**** Belge Bölümü

AKUT hangi alanlarda faaliyet gösteriyor?
99 depremi ile AKUT daha da tanındı ve çok büyüdü. Burada herkes gönüllü. Herkesin bir mesleği var. İşinden ve ailesinden geri kalan zamanını buraya ayıran bir ekibiz. Ülke genelinde 30 bölgede toplamda 4 bin üzerinde gönüllümüz var. AKUT'un ana misyonu dağ, doğa koşullarında ve şehir içi afetlerde canlıların bulundukları yerleri tespit edip, onları canlı çıkarıp güvenli bir alana götürmek. Canlı kurtarma üzerine çalışan bir derneğiz. Bu görevimizin yanı sıra kamuyu bilinçlendirmek için de faaliyetlerimiz var. İnsanlar çoğu zaman AKUT'u deprem dönemlerinde gördüğü için sadece o alanda çalışıyor zannediyor ama öyle değil. Gündelik hayatta da sürekli doğada kayıp vakaları oluyor. Mesela mantar toplarken kaybolan, dağda mahsur kalan gibi... Bunlar içinde çalışıyoruz. Bizim 7/24 açık çağrı telefonumuz var. Bazen buradan ihbar geliyor. Bu ihbarın ardından izlenmesi gereken bir yol haritası vardır. Ya da zaten bir operasyon başlamış oluyor bizi ekipler arıyor.

********

* _Görev Tanımı a_: AKUT hakkındaki metne göre şu ifadelerin her biri doğru mudur: (i) AKUT'ta herkes gönüllü olarak çalışır; (ii) AKUT yalnızca deprem dönemlerinde faaliyet gösterir; (iii) AKUT'un ülke genelinde 30 bölgede gönüllüsü vardır? Her ifadeyi evet veya hayır ile yanıtlayın ve metnin belirleyici sözcüklerini aynen alıntılayın.
Bu metin ile kayıtlar arasında herhangi bir bağlantı bulunmamaktadır.

**** Sağlanan Kayıtlar

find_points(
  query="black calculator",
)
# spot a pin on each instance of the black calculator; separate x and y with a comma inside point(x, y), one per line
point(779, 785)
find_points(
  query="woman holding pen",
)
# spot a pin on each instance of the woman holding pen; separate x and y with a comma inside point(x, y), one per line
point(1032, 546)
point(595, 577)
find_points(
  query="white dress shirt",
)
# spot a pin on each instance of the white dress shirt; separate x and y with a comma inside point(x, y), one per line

********

* _Görev Tanımı b_: Veri dosyasından alınan kayıtların tüm satırlarını, boş satırları atlayarak ve her satır için bir dize olacak şekilde JSON listesi olarak verin.

* _Tam Çıktı a_:
(i) Evet: "Burada herkes gönüllü."
(ii) Hayır: "İnsanlar çoğu zaman AKUT'u deprem dönemlerinde gördüğü için sadece o alanda çalışıyor zannediyor ama öyle değil."
(iii) Evet: "Ülke genelinde 30 bölgede toplamda 4 bin üzerinde gönüllümüz var."

* _Tam Çıktı b_:
[
  "find_points(",
  "  query=\"black calculator\",",
  ")",
  "# spot a pin on each instance of the black calculator; separate x and y with a comma inside point(x, y), one per line",
  "point(779, 785)",
  "find_points(",
  "  query=\"woman holding pen\",",
  ")",
  "# spot a pin on each instance of the woman holding pen; separate x and y with a comma inside point(x, y), one per line",
  "point(1032, 546)",
  "point(595, 577)",
  "find_points(",
  "  query=\"white dress shirt\",",
  ")",
  "# spot a pin on each instance of the white dress shirt; separate x and y with a comma inside point(x, y), one per line"
]